[A few entries]
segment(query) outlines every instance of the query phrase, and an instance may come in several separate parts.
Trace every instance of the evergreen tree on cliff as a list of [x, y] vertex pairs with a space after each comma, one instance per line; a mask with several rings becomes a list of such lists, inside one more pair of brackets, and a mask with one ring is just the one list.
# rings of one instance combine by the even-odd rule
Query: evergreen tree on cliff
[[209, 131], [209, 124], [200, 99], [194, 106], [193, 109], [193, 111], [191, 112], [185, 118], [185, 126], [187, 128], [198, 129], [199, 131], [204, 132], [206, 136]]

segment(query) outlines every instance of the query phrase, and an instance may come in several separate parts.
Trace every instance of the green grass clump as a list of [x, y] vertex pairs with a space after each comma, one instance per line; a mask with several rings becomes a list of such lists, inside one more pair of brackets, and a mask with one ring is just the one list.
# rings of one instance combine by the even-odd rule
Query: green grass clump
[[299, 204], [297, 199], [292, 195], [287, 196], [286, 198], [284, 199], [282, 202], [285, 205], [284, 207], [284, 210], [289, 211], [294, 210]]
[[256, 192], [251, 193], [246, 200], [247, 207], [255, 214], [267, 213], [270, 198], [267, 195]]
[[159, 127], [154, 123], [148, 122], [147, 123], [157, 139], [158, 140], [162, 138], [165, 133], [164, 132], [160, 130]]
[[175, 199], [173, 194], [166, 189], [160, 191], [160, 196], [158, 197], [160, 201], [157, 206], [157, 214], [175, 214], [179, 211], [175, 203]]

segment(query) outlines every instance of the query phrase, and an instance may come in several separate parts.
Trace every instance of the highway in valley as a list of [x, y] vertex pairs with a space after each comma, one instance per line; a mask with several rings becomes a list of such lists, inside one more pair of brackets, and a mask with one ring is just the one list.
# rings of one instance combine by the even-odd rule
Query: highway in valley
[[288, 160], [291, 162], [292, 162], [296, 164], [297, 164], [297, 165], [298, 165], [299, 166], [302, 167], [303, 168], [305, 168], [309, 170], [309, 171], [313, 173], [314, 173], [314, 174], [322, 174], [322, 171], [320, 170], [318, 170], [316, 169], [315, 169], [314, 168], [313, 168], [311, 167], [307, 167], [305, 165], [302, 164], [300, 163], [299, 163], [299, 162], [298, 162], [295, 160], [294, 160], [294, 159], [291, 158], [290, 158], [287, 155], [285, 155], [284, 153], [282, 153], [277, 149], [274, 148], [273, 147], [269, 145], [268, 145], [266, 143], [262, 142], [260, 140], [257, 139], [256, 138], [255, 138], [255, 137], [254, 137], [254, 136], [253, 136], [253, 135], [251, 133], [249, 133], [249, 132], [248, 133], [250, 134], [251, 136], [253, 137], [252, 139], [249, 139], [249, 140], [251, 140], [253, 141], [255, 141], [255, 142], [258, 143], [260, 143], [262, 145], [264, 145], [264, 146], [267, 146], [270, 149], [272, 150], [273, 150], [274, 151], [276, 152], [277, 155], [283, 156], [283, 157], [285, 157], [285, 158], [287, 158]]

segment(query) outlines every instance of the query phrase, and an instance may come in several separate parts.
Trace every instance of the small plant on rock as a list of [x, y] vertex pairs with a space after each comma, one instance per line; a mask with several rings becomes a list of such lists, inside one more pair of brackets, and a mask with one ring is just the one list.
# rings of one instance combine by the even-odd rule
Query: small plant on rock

(WRITTEN REQUEST)
Write out all the lines of every entry above, copying them exactly.

(FINAL RESULT)
segment(query) outlines every instance of the query phrase, and an instance may come in several separate parts.
Trace every instance of the evergreen tree on cliff as a list of [x, y] vertex pairs with a space after each comma, one instance per line; a mask with several rings becomes a list of such lists, inside one more pair of brackets, and a mask with one ring is just the one list.
# rings of one instance combine by the even-odd rule
Query: evergreen tree on cliff
[[209, 131], [209, 124], [200, 99], [194, 106], [193, 109], [193, 111], [191, 112], [185, 118], [185, 126], [187, 128], [198, 129], [199, 131], [204, 132], [206, 136]]

segment(query) outlines every instance of the query phrase, and an instance may come in several separate parts.
Trace every instance of the green grass clump as a list of [x, y] vertex pairs with a space after each comma, one instance per line; a mask with several rings becomes a list of such lists, inside one more pair of brackets, and a mask with one ring is just the one list.
# rings of one instance combine by the even-odd rule
Query: green grass clump
[[299, 204], [297, 199], [292, 195], [287, 196], [286, 198], [284, 199], [282, 202], [285, 205], [284, 207], [284, 210], [289, 211], [294, 210]]
[[256, 192], [251, 193], [246, 200], [247, 207], [255, 214], [267, 213], [270, 198], [267, 195]]
[[159, 127], [154, 123], [148, 122], [147, 123], [157, 139], [158, 140], [162, 138], [165, 133], [164, 132], [160, 130]]
[[175, 199], [173, 194], [166, 189], [160, 191], [160, 196], [158, 197], [160, 201], [157, 206], [157, 214], [175, 214], [179, 211], [175, 203]]

segment(query) outlines every instance of the query phrase, and an instance may come in several separate parts.
Trace every instance of the highway in valley as a list of [x, y] vertex pairs with a space after each comma, one instance per line; a mask with several rings becomes a list of such lists, inside one more pair of brackets, and a mask with one ring is just the one list.
# rings of one instance combine by the even-odd rule
Query: highway in valley
[[288, 160], [291, 162], [292, 162], [296, 164], [297, 164], [297, 165], [298, 165], [299, 166], [302, 167], [303, 168], [305, 168], [309, 170], [309, 171], [313, 173], [314, 173], [314, 174], [322, 174], [322, 171], [320, 170], [318, 170], [316, 169], [315, 169], [314, 168], [313, 168], [311, 167], [307, 167], [305, 165], [302, 164], [300, 163], [299, 163], [299, 162], [298, 162], [295, 160], [294, 160], [294, 159], [291, 158], [290, 158], [287, 155], [285, 155], [284, 153], [282, 153], [277, 149], [274, 148], [273, 147], [269, 145], [268, 145], [266, 143], [262, 142], [260, 140], [257, 139], [256, 138], [255, 138], [255, 137], [254, 137], [254, 136], [253, 136], [253, 135], [251, 133], [249, 133], [249, 132], [248, 133], [250, 134], [251, 136], [253, 137], [252, 139], [249, 139], [249, 140], [251, 140], [253, 141], [255, 141], [255, 142], [258, 143], [260, 143], [262, 145], [264, 145], [264, 146], [267, 146], [270, 149], [272, 150], [273, 150], [274, 151], [276, 152], [277, 155], [283, 156], [283, 157], [285, 157], [285, 158], [287, 158]]

segment(query) outlines every instance of the query phrase, and an instance may come in several separate parts.
Trace every instance of the small plant on rock as a list of [x, y] vertex pairs with a space after each comma, one instance per line; a mask with several rings becomes a list of such lists, inside one more pair of brackets, and a mask with one ring is just the one list.
# rings of one instance combine by the even-odd rule
Query: small plant on rock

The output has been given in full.